» MATERIAL FOR THIS EXERCISE

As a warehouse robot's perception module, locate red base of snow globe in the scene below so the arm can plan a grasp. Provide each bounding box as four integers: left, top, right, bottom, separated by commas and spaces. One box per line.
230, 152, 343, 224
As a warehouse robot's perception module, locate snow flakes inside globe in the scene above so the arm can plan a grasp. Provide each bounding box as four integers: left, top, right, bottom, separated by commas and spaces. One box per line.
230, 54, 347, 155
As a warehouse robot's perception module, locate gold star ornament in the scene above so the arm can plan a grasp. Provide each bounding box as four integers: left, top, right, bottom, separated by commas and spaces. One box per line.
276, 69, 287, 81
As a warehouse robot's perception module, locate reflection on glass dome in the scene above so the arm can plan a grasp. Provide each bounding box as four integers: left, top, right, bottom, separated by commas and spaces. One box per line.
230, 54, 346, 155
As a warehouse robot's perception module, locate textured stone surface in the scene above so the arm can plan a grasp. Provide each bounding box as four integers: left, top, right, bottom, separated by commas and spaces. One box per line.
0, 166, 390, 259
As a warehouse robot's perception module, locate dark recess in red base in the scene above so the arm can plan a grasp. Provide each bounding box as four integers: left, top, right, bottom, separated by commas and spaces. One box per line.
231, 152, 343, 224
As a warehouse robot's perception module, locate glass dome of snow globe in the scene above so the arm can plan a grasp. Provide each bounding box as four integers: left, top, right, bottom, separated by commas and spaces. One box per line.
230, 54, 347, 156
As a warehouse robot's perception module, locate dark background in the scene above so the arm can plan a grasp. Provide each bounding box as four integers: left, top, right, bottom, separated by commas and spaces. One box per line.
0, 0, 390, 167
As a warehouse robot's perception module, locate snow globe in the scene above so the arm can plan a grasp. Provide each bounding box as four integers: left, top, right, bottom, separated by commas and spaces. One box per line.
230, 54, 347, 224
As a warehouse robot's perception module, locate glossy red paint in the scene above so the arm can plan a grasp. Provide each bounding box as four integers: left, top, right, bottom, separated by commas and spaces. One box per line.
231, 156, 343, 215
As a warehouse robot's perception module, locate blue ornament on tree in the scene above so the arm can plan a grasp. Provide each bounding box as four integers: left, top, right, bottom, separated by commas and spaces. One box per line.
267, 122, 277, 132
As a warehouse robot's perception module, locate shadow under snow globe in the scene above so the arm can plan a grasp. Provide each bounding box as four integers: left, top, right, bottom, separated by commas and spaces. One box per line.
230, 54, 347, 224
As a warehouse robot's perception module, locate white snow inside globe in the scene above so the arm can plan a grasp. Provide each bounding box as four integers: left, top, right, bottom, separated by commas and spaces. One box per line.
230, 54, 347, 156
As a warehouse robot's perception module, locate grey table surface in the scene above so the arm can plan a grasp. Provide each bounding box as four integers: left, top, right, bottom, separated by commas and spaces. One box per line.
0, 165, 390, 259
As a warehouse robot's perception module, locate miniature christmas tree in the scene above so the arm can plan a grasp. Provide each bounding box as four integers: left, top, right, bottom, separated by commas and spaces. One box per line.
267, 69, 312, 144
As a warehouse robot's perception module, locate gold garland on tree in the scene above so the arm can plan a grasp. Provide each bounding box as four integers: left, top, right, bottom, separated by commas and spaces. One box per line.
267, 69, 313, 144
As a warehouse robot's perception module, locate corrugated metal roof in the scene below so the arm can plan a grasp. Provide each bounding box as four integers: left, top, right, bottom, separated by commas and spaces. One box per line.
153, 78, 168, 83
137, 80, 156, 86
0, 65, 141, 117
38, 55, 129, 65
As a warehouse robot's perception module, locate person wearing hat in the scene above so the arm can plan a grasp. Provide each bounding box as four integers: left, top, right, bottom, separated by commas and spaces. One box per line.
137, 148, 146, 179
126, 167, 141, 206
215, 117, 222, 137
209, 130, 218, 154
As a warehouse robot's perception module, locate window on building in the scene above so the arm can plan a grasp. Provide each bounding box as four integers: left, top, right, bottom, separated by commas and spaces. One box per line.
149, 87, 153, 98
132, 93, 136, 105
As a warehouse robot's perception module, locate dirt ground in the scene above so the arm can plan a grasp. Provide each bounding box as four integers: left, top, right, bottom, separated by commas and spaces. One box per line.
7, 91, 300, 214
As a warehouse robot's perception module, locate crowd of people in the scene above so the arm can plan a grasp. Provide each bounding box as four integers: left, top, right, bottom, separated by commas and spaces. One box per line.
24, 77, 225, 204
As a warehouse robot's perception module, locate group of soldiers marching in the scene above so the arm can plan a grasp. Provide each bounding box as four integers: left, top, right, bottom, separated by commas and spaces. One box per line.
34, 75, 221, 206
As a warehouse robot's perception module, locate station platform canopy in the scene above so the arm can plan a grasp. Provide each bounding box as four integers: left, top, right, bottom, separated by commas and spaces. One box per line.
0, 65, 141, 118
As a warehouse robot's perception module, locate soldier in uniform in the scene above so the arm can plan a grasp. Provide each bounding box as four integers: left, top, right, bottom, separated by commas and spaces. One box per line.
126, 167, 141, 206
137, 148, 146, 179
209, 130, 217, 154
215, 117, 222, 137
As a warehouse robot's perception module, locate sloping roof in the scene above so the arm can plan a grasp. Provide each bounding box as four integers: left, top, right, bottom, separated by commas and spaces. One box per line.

» TASK STATEMENT
Please reproduce all the items above with "perception module" swapped for "vision system" everywhere, leaving everything else unchanged.

» EXPECTED ANSWER
As a warehouse robot's vision system, locate red base of snow globe in the scene below so the arm can plan a grasp. Provide each bounding box as four integers: left, top, right, bottom, separated by commas and spaces. One box per line.
230, 152, 343, 224
As a warehouse robot's vision system, locate snow flakes inside globe in the scene above so the arm can plan a grasp. Provide each bounding box as four integers: left, top, right, bottom, separated by commas and spaces. One box per line.
230, 54, 347, 155
As a warehouse robot's vision system, locate gold star ornament in the scene above so the arm can plan a grasp. Provide each bounding box as four integers: left, top, right, bottom, separated by commas and spaces. One box per line.
276, 69, 287, 81
As a warehouse robot's vision system, locate reflection on glass dome in the scene above so the arm can plan a grasp. Provide each bounding box as four integers: left, top, right, bottom, separated by commas and spaces. One box per line.
230, 54, 346, 155
As a warehouse robot's vision system, locate textured stone surface in the scene above so the arm can plan a grasp. Provide each bounding box as four integers: left, top, right, bottom, separated by commas and spaces. One box per line.
0, 166, 390, 259
As a warehouse robot's vision system, locate dark recess in red base in the scene above so the arm can plan a grasp. Provide each bounding box as four integers: left, top, right, bottom, separated by commas and spaces. One box per line.
231, 152, 343, 224
As a warehouse robot's vision system, locate glass dome of snow globe in the scene above so the arm can plan a grasp. Provide each bounding box as four integers: left, top, right, bottom, separated by commas and spaces. One box per line.
230, 54, 347, 156
As a warehouse robot's vision system, locate dark background in the scene above so the arm can plan a grasp. Provide each bounding box as four integers: left, top, right, bottom, separated by commas and spaces. One box per line.
0, 0, 390, 167
As a warehouse robot's vision system, locate snow globe in the scene above so the arm can plan a grasp. Provide each bounding box as four integers: left, top, right, bottom, separated by commas and spaces. One box per line.
230, 54, 347, 224
As a warehouse robot's vision system, locate glossy red paint in the scene above so the arm can plan a grasp. Provide each bounding box as four integers: left, top, right, bottom, separated by commas and spaces. One box per line.
231, 156, 343, 215
As a warehouse robot's vision system, locate blue ornament on tree in the scene above so the arm can plan a grasp. Provide each bounding box as four integers: left, top, right, bottom, separated by commas and spaces. One box per line.
267, 122, 277, 132
As a warehouse robot's vision system, locate shadow under snow globe in the scene above so the arm can plan a grasp. Provide each bounding box as four integers: left, top, right, bottom, separated by commas and spaces. One box per line.
230, 54, 347, 224
As a warehouse robot's vision system, locate white snow inside globe in the scene above so the arm can plan a grasp. Provide each bounding box as four integers: left, top, right, bottom, separated by commas and spaces. One box per line.
230, 54, 347, 156
As a warehouse robot's vision system, locate grey table surface in the scene above so the arm can plan a grasp. Provide each bounding box as four integers: left, top, right, bottom, separated by commas and spaces. One box per line.
0, 165, 390, 259
As a warehouse robot's vision system, locate miniature christmas tree in the scene above so the arm can plan a grasp. Provide each bounding box as four integers: left, top, right, bottom, separated by commas and spaces. One box per line.
267, 69, 312, 144
As a warehouse robot's vision system, locate gold garland on tree in the scene above so the arm can plan a grasp. Provide each bounding box as four integers: left, top, right, bottom, separated by commas and spaces. One box per line.
267, 69, 313, 144
As a warehouse robot's vision system, locate corrugated metal roof in the scene below so the arm can plan a grasp. Provide each bounding box as four integers: left, top, right, bottom, separated by commas and spaces. One box per line.
153, 78, 168, 83
137, 80, 156, 86
0, 65, 141, 117
38, 55, 129, 65
As a warehouse robot's vision system, locate person wearing hat in the scene above so the arm can plan a grasp. Provide each bounding box as four integers: left, top, right, bottom, separated by commas and spaces. One box per line.
137, 148, 146, 179
126, 167, 141, 206
215, 117, 222, 137
209, 130, 218, 154
As a warehouse robot's vision system, locate window on building in the scene above so the arm can plan a grasp. Provide each bounding box as four integers: left, top, right, bottom, separated by commas and spaces. One box per line.
149, 87, 153, 98
132, 93, 136, 105
As a warehouse robot's vision system, locate dirt ground in the scene above so the arm can plan a grasp. Provide each bounding box as four integers: left, top, right, bottom, separated by commas and spaces. One box per line.
7, 91, 300, 214
As a warehouse robot's vision system, locate crowd of people in the scene above so the arm can plan a grasp. Provide each bounding box as four integers: left, top, right, bottom, separated by commas and spaces. One box per line.
24, 77, 225, 204
As a warehouse robot's vision system, locate group of soldiers marching in the scene above so the arm can plan a grasp. Provide each bounding box as four integers: left, top, right, bottom, separated by commas and spaces. One box per line.
34, 75, 221, 206
As a warehouse robot's vision system, locate station platform canopy in the scene above so the arm can plan a grasp. Provide each bounding box as four integers: left, top, right, bottom, separated by commas and spaces. One box per line.
0, 65, 141, 118
As a warehouse robot's vision system, locate soldier in uniform in the scene above so the arm can plan a grasp. Provide each bounding box as four integers: left, top, right, bottom, separated by commas and spaces. One box per line.
126, 167, 141, 206
137, 148, 146, 179
209, 130, 217, 154
215, 117, 222, 137
As a warehouse robot's vision system, locate sloping roof in the scene above so the arm can plan a grasp. Provide each bounding box as four integers: left, top, right, bottom, separated by commas and spaces. One box per line.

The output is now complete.